=== Goals ===
1. Reproduce the passage on silver acetylide nanodendrites word for word, beginning at the words "2.2.2 Characterization of" and stopping after "theory (DFT) method.".
2. Extend the passage on silver acetylide nanodendrites past its final sentence.

=== Excerpted text ===
━━━━━━━━━━

Figure 2.1 Schematic for the apparatus of Ag2C2 nano-dendrites systhesis.
2.2.2 Characterization of MCNDs
Outward appearances of MCNDs were observed by using a SEM (JSM-6700F, JEOL). The transmission image observation and EELS measurement were carried out using TEM (JEM-3200FS, JEOL). Thermo gravimetric analysis (TGA2950, TA Instruments) of MCND was performed from room temperature to 900°C at heating rate of 10 °C/min in dry air. Raman spectra were obtained using a laser Raman spectrophotometer (NR-1800, Japan Spectroscopic Co., 514.5 nm). The nitrogen adsorption curves were obtained by using a Gas-Sorption System (AUTOSORB-1, Yuasa Ionics Co.). The pore-size distribution was calculated from the nonlocal density functional theory (DFT) method.
2.3 Result and Discussion
2.3.1 Ag2C2 dendrite
According to our previous experiences in generating nanostructured hybrid materials by using metal acetylides[15-17], we have found a new way of synthesizing mesoporous carbon nanodendrites by using silver acetylide (Ag2C2). Fig. 2.2a shows SEM images of Ag2C2 dendriform monoliths obtained by 10 min synthesis. The size of the monoliths amounts to a few hundred micrometers large although the size of the branches is on average 25 nm wide in this case. After the segregation reaction to gaseous silver and solid carbon, the erupted silver vapor deposited as nanocrystals (indicate by arrows) among the carbon skeletons as shown in Fig. 2.2b. Since the carbon bodies are so thin that the electrons penetrate through the carbon bodies exhibiting the silver crystals behind them. The silver nanocrystals attached on the dendrites were removed by nitric acid and washed with hot water to remove silver nitrate. Silver nitrate is recovered as white crystals by the distillation of nitric acid and reused as the starting material for the Ag2C2
synthesis.
Figure 2.2 (a) SEM images of an Ag2C2 dendroid monolith. (b) after the segregation reaction of the Ag2C2 dendrites, the silver vapor deposits as nanocrystals among the so thin carbon skeletons. Hence the secondary electrons from the silver crystals can penetrate the carbon skeleton and get in to the detector.

━━━━━━━━━━

=== Data rows ===
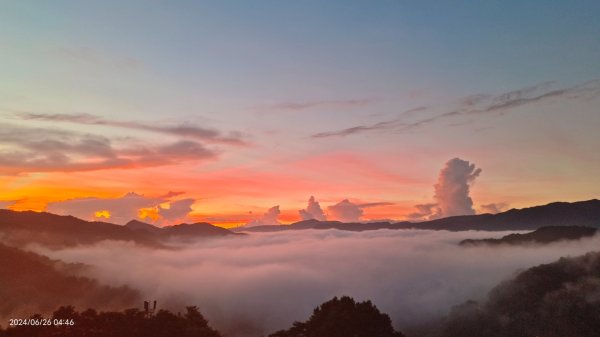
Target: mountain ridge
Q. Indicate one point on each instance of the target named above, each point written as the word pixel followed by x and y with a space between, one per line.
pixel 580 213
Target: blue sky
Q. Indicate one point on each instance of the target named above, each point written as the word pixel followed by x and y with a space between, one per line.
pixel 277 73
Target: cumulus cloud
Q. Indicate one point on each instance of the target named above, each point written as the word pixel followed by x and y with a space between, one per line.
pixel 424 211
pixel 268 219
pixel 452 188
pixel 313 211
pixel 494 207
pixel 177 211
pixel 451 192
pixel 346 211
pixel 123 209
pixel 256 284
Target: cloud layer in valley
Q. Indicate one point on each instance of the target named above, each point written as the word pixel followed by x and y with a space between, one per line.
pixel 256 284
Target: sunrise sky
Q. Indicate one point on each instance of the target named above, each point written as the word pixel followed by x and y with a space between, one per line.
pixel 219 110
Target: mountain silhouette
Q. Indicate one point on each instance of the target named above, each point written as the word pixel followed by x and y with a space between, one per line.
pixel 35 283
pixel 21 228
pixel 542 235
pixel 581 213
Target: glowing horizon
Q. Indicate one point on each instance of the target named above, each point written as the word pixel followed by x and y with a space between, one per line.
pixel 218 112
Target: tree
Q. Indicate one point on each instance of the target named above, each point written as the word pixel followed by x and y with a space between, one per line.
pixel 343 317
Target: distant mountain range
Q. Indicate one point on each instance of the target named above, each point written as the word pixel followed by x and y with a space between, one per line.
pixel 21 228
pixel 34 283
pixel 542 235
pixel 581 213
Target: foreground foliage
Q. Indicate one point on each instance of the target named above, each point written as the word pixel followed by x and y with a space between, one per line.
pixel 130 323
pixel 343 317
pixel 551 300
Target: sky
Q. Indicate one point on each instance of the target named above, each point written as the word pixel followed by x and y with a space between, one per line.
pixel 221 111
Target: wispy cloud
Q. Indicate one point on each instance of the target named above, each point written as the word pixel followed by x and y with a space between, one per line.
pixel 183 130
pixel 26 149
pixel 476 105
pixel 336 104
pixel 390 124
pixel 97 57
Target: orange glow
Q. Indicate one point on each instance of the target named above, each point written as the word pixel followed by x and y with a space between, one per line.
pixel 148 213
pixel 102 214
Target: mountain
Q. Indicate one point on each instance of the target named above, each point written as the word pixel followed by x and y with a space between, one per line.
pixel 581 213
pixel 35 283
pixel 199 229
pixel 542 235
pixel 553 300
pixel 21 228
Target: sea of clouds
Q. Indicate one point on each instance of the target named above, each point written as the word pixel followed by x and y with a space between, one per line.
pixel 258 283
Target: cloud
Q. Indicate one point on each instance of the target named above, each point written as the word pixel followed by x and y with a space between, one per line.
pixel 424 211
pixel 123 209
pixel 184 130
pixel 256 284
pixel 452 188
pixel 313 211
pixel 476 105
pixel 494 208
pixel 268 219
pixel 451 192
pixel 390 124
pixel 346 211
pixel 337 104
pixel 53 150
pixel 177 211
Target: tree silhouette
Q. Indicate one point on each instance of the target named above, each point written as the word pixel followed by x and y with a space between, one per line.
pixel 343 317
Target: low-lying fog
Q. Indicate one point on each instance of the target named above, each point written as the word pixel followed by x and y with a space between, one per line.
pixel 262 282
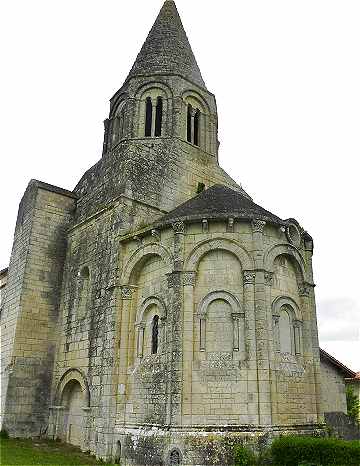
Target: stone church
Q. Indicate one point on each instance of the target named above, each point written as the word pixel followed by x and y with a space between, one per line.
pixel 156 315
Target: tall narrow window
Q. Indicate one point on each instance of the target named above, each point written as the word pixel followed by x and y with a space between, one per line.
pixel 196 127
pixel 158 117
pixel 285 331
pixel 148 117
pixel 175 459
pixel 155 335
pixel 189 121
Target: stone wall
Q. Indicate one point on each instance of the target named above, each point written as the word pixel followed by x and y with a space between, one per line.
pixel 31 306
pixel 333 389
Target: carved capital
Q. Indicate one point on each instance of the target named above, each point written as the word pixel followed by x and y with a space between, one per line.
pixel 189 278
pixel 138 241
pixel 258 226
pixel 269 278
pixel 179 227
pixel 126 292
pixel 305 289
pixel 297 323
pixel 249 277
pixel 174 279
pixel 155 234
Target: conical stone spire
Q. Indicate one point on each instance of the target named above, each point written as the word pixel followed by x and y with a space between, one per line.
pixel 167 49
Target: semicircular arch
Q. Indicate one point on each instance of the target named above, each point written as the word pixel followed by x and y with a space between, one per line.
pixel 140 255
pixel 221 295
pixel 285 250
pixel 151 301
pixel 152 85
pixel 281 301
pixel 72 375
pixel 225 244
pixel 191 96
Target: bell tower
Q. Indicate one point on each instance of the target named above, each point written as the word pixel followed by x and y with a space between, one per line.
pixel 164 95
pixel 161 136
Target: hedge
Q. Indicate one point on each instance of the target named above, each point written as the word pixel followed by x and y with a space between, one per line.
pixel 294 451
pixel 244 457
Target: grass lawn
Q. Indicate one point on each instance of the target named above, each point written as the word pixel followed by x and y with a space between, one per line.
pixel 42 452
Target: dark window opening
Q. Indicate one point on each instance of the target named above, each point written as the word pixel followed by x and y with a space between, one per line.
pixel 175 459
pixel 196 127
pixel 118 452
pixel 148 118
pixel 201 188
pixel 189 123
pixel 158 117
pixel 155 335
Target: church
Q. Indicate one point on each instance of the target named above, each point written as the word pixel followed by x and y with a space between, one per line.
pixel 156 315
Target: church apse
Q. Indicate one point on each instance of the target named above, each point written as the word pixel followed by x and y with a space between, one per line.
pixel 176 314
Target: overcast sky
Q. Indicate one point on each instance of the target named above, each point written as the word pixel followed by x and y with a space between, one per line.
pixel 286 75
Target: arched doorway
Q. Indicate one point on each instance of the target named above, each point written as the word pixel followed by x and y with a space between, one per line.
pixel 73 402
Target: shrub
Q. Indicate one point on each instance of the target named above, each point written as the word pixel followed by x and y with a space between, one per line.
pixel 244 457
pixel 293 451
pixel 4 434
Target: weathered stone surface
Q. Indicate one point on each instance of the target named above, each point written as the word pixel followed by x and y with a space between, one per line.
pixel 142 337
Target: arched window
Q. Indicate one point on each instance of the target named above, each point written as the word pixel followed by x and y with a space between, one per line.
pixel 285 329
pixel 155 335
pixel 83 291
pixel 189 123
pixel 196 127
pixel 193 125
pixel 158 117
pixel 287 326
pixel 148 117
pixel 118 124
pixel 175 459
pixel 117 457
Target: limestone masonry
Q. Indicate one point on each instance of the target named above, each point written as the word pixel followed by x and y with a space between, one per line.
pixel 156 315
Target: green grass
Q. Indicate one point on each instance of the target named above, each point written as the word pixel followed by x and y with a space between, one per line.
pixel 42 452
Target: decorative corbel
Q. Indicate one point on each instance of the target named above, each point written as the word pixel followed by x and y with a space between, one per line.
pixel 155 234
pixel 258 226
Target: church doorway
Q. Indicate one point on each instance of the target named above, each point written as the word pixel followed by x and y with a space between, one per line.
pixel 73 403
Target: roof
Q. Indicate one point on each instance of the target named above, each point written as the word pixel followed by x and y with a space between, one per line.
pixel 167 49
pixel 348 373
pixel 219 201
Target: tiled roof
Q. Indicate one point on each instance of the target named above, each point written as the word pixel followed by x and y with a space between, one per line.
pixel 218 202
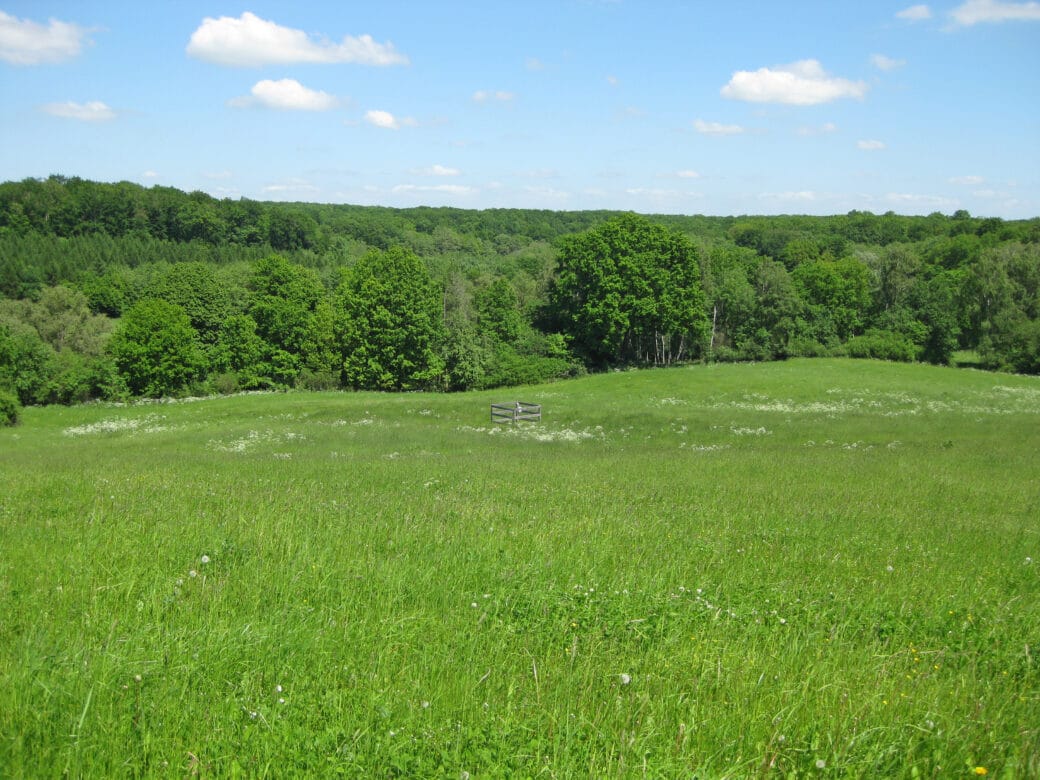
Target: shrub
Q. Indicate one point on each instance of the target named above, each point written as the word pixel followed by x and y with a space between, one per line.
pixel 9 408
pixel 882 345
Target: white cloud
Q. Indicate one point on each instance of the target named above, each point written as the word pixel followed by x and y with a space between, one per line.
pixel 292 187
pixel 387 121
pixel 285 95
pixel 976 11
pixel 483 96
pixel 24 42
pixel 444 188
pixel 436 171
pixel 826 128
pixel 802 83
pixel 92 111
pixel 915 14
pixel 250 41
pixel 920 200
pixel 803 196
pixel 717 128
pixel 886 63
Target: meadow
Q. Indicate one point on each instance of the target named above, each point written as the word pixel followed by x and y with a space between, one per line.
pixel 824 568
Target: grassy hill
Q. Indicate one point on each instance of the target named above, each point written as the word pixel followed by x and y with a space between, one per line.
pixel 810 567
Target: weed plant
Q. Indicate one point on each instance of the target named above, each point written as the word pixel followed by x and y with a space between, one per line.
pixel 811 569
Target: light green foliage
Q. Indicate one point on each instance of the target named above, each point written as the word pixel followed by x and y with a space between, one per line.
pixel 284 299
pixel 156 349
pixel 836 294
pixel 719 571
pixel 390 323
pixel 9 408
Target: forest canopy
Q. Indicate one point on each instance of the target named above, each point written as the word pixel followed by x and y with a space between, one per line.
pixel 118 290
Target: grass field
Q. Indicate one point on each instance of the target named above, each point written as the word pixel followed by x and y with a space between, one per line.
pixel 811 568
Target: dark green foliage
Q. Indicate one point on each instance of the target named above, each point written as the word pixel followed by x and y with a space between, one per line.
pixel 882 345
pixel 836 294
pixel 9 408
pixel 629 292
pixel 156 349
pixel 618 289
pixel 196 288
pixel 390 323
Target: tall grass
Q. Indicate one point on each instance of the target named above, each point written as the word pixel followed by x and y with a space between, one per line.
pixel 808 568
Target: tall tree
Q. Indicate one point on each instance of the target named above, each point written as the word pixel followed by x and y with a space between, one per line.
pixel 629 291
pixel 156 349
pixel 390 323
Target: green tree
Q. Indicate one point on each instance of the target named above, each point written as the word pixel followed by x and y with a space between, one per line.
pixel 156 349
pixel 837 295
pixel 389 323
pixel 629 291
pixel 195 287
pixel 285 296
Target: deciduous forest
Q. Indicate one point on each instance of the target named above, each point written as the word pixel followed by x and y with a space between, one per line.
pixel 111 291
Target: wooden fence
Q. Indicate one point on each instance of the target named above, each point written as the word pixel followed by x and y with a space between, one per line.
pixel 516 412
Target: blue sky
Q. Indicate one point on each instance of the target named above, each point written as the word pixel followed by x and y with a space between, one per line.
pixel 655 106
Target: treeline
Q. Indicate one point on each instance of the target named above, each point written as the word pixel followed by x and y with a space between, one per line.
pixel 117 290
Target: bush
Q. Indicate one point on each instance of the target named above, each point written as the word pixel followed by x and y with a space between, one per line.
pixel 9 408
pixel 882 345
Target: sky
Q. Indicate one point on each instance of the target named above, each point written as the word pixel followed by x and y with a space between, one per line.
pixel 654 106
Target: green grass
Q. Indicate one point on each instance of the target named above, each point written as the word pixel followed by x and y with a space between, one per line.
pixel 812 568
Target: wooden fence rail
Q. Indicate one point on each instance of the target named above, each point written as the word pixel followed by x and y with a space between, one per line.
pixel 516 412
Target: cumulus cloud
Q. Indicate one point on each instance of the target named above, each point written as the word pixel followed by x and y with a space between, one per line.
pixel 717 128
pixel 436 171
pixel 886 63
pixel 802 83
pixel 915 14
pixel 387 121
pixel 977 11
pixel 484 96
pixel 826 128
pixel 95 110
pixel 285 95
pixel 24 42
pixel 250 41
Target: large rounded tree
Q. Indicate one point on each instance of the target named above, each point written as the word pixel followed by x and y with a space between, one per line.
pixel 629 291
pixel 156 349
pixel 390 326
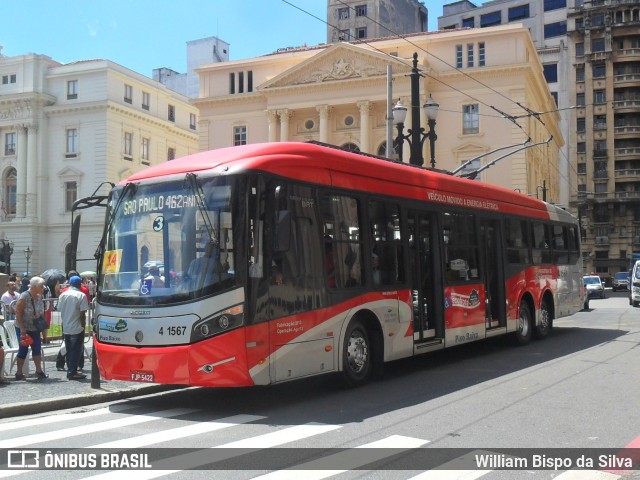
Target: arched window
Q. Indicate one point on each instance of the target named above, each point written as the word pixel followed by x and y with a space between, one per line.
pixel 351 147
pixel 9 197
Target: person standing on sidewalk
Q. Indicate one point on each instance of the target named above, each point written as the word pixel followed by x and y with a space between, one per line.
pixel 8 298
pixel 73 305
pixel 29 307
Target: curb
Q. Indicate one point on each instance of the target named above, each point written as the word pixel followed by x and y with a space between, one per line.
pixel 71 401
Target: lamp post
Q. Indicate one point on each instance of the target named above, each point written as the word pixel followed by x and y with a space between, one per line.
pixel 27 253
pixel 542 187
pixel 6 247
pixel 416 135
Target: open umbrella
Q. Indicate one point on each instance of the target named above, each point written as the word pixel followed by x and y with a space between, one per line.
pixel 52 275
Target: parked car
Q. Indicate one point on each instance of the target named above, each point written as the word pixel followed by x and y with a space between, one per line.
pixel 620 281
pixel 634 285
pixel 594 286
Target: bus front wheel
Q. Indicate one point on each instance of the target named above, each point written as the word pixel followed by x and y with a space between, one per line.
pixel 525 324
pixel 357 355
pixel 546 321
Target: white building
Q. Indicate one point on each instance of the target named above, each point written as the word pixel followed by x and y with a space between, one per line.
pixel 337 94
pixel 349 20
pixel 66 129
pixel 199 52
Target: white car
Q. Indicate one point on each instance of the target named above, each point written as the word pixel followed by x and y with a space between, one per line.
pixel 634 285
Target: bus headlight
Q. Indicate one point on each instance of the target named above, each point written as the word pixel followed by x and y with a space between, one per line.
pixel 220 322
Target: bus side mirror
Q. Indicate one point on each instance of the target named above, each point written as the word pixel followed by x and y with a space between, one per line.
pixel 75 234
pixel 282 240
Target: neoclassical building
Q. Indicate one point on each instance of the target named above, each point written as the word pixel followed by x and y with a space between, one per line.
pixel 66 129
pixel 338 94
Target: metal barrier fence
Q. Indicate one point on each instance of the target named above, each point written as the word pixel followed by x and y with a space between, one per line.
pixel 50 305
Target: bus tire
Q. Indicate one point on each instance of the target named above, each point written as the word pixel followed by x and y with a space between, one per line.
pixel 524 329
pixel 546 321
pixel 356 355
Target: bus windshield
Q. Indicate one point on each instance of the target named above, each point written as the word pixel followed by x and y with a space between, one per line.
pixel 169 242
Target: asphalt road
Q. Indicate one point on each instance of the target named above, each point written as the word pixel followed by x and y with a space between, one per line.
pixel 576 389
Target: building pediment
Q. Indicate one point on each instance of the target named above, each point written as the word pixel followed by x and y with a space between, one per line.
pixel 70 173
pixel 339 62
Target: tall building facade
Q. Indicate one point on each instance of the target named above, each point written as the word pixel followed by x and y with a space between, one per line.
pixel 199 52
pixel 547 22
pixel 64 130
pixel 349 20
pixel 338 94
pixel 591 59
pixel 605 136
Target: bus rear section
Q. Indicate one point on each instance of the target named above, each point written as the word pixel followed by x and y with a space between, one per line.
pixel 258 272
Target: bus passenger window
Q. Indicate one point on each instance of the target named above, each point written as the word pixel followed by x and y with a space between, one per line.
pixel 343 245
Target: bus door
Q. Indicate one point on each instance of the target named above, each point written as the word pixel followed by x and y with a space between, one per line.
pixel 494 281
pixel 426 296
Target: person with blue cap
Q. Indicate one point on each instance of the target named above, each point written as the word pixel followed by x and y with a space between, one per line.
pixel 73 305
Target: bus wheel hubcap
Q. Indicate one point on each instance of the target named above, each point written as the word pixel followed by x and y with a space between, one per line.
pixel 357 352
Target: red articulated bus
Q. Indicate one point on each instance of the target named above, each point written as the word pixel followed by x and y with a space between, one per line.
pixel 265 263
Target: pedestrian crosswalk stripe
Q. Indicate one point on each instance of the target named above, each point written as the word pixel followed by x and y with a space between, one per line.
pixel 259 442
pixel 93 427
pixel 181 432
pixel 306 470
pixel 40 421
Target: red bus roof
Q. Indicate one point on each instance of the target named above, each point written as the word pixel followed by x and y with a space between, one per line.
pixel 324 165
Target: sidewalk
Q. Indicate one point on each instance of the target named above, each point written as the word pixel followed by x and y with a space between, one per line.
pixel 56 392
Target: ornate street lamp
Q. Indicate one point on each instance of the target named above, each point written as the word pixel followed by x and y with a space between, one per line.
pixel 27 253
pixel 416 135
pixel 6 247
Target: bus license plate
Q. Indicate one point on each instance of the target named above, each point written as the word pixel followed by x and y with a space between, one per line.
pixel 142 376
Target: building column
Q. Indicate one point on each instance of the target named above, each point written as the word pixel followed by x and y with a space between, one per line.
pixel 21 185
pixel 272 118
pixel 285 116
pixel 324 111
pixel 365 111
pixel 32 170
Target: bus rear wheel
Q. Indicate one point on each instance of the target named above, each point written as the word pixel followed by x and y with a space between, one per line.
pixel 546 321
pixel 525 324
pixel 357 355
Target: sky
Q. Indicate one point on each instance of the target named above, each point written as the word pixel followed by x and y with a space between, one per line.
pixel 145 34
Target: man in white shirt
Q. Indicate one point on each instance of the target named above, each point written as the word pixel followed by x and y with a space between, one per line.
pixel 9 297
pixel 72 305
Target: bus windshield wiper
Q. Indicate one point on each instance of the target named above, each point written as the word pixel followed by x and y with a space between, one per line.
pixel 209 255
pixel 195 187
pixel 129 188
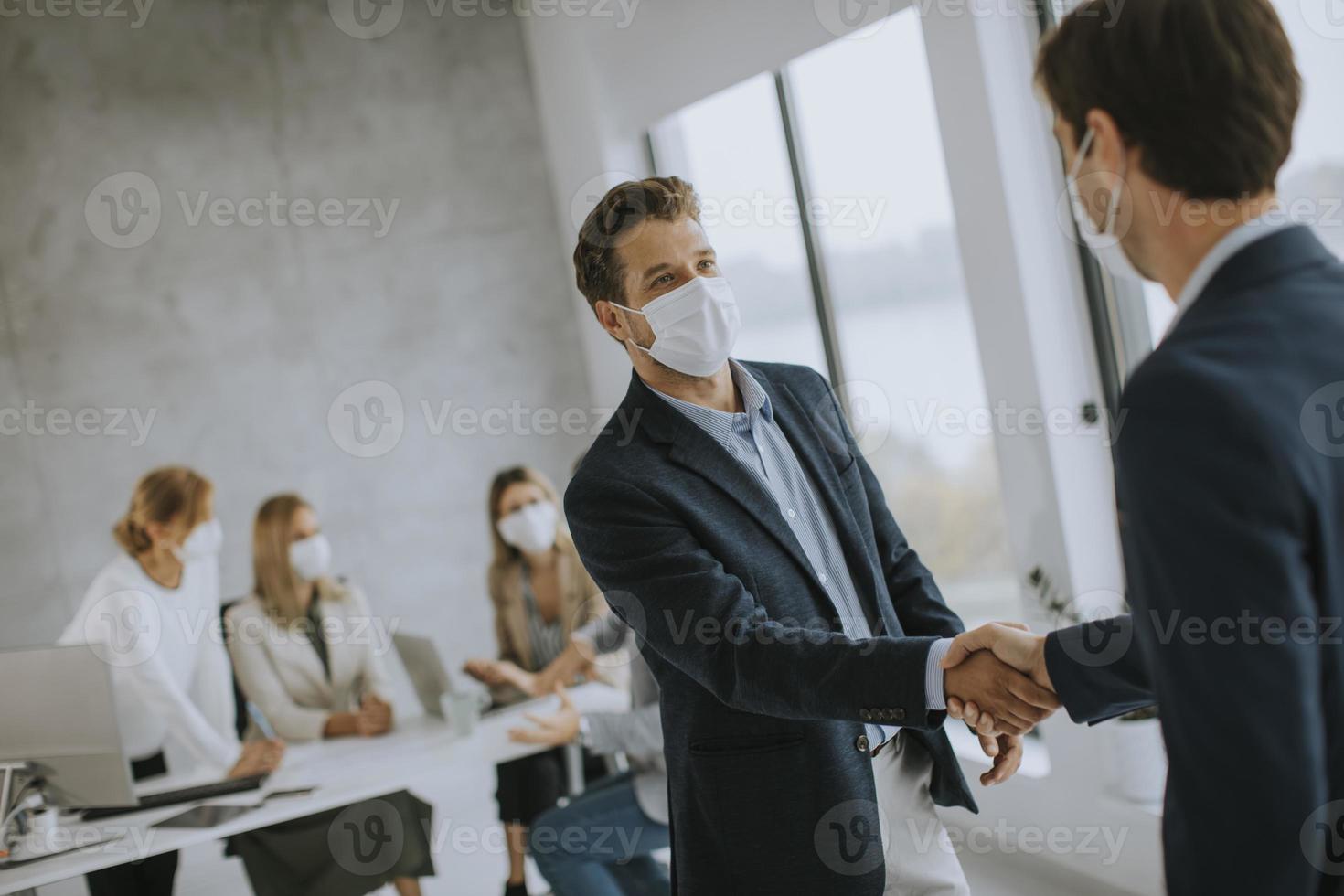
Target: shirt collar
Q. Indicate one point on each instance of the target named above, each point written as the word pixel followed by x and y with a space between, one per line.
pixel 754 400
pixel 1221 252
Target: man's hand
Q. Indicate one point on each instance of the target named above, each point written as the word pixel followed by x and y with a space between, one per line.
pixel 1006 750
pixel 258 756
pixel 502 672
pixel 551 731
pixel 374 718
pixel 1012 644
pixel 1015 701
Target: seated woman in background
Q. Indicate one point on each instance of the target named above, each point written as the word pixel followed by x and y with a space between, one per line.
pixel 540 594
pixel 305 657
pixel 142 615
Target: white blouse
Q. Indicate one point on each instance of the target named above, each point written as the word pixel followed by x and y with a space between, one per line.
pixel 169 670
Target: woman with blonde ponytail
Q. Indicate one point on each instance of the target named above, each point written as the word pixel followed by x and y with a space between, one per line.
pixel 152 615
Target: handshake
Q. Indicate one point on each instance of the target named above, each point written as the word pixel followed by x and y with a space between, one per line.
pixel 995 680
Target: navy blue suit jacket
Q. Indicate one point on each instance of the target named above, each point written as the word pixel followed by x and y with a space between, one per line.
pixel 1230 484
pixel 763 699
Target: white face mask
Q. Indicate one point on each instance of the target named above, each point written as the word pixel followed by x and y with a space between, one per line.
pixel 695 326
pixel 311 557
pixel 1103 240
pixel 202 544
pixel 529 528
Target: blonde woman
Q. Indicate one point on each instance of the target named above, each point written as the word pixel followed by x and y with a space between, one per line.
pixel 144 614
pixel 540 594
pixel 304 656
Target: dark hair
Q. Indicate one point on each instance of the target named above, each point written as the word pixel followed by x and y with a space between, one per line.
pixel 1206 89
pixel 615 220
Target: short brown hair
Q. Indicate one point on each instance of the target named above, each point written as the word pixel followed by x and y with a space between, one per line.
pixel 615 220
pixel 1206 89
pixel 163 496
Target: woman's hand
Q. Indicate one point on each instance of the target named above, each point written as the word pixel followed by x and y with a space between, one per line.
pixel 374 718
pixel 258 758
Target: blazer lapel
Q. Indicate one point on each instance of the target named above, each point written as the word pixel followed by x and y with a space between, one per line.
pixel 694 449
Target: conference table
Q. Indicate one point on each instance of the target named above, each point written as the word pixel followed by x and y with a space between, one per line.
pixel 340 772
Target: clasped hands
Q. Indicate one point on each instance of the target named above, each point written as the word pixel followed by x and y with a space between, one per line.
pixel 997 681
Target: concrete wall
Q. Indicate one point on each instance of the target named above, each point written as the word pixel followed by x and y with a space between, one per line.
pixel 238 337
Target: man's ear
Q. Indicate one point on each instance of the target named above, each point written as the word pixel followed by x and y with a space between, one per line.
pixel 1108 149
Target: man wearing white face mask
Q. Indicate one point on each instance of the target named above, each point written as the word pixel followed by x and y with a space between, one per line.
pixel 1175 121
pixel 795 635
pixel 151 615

━━━━━━━━━━

=== Results of the exercise ===
1.
2.2.2 Characterization of MCNDs
Outward appearances of MCNDs were observed by using a SEM (JSM-6700F, JEOL). The transmission image observation and EELS measurement were carried out using TEM (JEM-3200FS, JEOL). Thermo gravimetric analysis (TGA2950, TA Instruments) of MCND was performed from room temperature to 900°C at heating rate of 10 °C/min in dry air. Raman spectra were obtained using a laser Raman spectrophotometer (NR-1800, Japan Spectroscopic Co., 514.5 nm). The nitrogen adsorption curves were obtained by using a Gas-Sorption System (AUTOSORB-1, Yuasa Ionics Co.). The pore-size distribution was calculated from the nonlocal density functional theory (DFT) method.

2.
2.3.2 MCND structure
The mesoporous carbon product was named mesoporous carbon nano-dendrite (MCND). Fig. 2.3a shows a SEM image of the dendroid structure and the presence of opening spaces among the branches. The main body with an average size of 50nm ramifies at every 100-150 nm. The space among the branches is very effective in rapid ion transportation for charge-discharge processes of the batteries. Fig. 2.3b shows a magnified SEM image of an outer edge area of the dendrite. On the right side, stacking of many pores aligned inside the surface can be also observed, although the size and shapes are not regular. Fig. 2.3c is a TEM image of MCND branches. One can recognize the homogeneity of the branch size and the inhomogeneous distribution of the pore size. The surface thickness can be observed in the cross-sectional TEM images in Fig. 2.3d-f. The outer surface membranes are triple or double layered graphene sheets with bent or gently curved structure. In general, the pores in the outer region are rather large as demonstrated by a big pore with graphene double walls seen in the left side of Fig. 2.3e. The inner regions of Fig. 2.3d-f appear complicated due to the overlaps with many small single or double wall, while triple layer of the outer sheets on the surface show inter-layer spacing of 0.36 (±0.02) nm.
These images exhibit the presence of the surface-skin and stacked pores
Figure 2.3 SEM and TEM images of MCND. (a) SEM image showing dendroid evolution of the carbon body. (b) high resolution SEM image of the edge region of the dendrite. (c) a TEM image of the MCND branches. (d-f) cross-sectional images of double or triple layered graphene structure of outer surface of MCND.
where originally high temperature silver vapor existed in a very short time just before the eruption. Thus every pore is connected through commutable spaces that can be filled with gas or fluid. The TGA result of MCND is represented in Fig. 2.4. Weight loss due to combustion was started to observe ca. 500 °C, and the MCND was completely burned out by ca. 660 °C. This profile showed almost a single component at a combustion temperature around 600 °C consistent with the double or triple graphene wall structure seen in the TEM images. Even after the high temperature boiling and eruption of silver, the monolith structure of the residual carbon networks are maintained in a scale as big as several microns to several hundred microns.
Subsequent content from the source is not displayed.